------ Page excerpt ------

Assault alerts not sufficient

staff

Editorial Board

Issue: SDSU did not make use of the Campus Alert System to inform students of an armed, repeat assailant on campus.

In the fall of 2008, SDSU implemented the Campus Alert System. The system was designed to reach students in case of an emergency and was in part a reaction to the Virginia Tech massacre. Emergencies, however, were not exclusive to human violence and could also range from weather emergencies like blizzards or tornadoes to infrastructure problems like power outages.

Alerts reach students by using not only e-mail notifications but also cell phone alerts by either text or voice.

“E-mail can’t always be accessible, so it’s important that there will be more than one option for students,” said Michael Adelaine, vice president for information technology, in a March 12, 2008 issue of The Collegian.

SDSU recently faced two sexual assaults believed to be perpetrated by a single, armed assailant. At no point was the Campus Alert System used.

------

» **What this exercise asks**:
1. From the campus alert editorial, return the passage that begins with the words "In the fall" and ends with the words "of The Collegian.".
2. List the specific examples of weather and infrastructure emergencies named in the campus alert editorial.
3. According to the campus alert editorial, when did SDSU implement the Campus Alert System?
The records come from a separate source, unrelated to the campus alert editorial.

------ Dataset entries ------

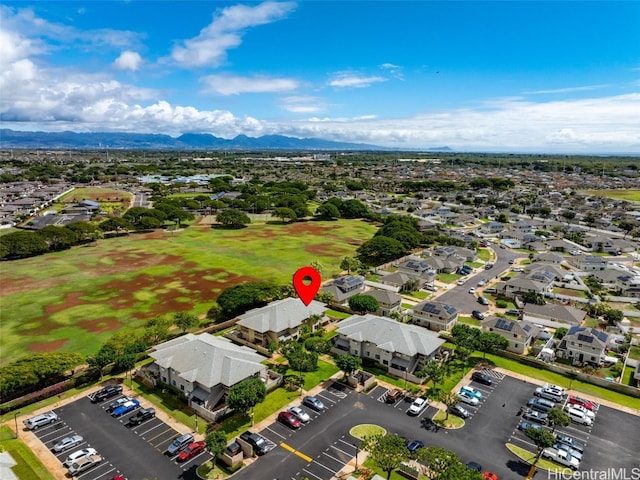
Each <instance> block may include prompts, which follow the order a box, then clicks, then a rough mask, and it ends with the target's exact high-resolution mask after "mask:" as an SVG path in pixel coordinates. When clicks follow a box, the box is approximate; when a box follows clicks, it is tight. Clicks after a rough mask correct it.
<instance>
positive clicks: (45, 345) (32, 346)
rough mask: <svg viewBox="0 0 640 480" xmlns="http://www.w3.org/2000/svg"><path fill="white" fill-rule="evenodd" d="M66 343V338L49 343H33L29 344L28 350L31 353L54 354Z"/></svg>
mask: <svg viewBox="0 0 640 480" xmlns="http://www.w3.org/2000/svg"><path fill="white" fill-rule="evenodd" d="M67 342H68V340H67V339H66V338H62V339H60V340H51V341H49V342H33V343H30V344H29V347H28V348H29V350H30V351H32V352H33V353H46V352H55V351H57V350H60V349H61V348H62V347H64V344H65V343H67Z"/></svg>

------
------ Dataset entries ------

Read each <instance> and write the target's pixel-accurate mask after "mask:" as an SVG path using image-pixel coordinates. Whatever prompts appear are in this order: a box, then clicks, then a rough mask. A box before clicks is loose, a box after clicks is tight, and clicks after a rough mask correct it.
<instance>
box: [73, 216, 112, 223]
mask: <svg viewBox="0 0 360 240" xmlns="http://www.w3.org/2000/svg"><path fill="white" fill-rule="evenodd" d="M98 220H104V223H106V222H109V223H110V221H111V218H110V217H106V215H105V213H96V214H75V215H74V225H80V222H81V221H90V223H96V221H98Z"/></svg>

------

» **Task results**:
1.
In the fall of 2008, SDSU implemented the Campus Alert System. The system was designed to reach students in case of an emergency and was in part a reaction to the Virginia Tech massacre. Emergencies, however, were not exclusive to human violence and could also range from weather emergencies like blizzards or tornadoes to infrastructure problems like power outages.

Alerts reach students by using not only e-mail notifications but also cell phone alerts by either text or voice.

“E-mail can’t always be accessible, so it’s important that there will be more than one option for students,” said Michael Adelaine, vice president for information technology, in a March 12, 2008 issue of The Collegian.

2. Blizzards, tornadoes, power outages

3. In the fall of 2008.